Source records
------------------------------------------------

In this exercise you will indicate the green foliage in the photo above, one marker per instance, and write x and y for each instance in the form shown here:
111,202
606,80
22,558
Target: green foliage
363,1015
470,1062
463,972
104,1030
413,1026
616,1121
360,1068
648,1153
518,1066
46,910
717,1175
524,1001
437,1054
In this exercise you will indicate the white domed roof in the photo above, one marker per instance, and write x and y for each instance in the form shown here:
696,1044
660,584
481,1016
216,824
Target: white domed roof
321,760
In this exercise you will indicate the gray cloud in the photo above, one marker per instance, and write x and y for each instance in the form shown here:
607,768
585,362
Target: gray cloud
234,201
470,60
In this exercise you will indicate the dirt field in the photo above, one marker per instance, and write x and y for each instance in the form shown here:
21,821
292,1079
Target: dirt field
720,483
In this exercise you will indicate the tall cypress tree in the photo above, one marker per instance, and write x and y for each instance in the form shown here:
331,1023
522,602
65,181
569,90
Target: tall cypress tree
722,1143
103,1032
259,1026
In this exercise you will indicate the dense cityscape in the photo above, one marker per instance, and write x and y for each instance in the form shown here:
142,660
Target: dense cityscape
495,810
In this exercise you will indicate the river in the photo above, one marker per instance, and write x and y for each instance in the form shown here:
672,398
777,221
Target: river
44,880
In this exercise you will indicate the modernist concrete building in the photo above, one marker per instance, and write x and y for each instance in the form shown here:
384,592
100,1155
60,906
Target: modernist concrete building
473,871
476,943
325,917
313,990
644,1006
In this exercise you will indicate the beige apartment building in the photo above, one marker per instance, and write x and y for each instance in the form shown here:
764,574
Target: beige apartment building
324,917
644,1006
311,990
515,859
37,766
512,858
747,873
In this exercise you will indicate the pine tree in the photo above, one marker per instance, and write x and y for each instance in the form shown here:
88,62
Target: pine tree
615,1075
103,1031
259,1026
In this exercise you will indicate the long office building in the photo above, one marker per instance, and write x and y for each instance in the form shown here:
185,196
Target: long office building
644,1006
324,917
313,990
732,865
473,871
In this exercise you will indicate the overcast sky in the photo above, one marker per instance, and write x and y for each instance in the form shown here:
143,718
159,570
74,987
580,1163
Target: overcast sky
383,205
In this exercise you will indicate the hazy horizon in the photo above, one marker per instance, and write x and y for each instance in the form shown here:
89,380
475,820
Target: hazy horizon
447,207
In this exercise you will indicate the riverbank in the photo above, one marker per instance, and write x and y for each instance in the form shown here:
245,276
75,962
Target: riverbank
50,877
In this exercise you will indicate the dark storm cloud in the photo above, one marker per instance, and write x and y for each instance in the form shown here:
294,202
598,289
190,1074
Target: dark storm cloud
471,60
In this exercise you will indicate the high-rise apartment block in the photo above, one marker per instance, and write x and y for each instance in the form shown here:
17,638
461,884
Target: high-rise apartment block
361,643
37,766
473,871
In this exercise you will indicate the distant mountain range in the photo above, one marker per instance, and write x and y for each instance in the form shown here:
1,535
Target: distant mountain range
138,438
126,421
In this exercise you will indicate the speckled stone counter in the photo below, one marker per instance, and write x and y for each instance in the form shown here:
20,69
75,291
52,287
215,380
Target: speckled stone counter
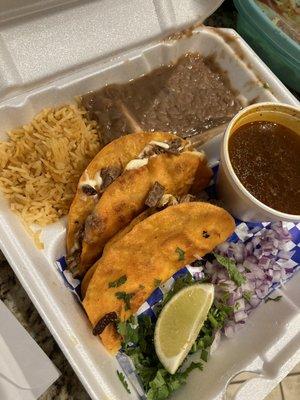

------------------------------------------------

Which lines of the listing above contain the word "storm"? Return each of those lines in full, treating uppercase and lowercase as different.

In this exercise you will indicate the dark storm cloud in the photo above, one marker per instance, and write x and y for each instance in the form shown here:
Target: dark storm cloud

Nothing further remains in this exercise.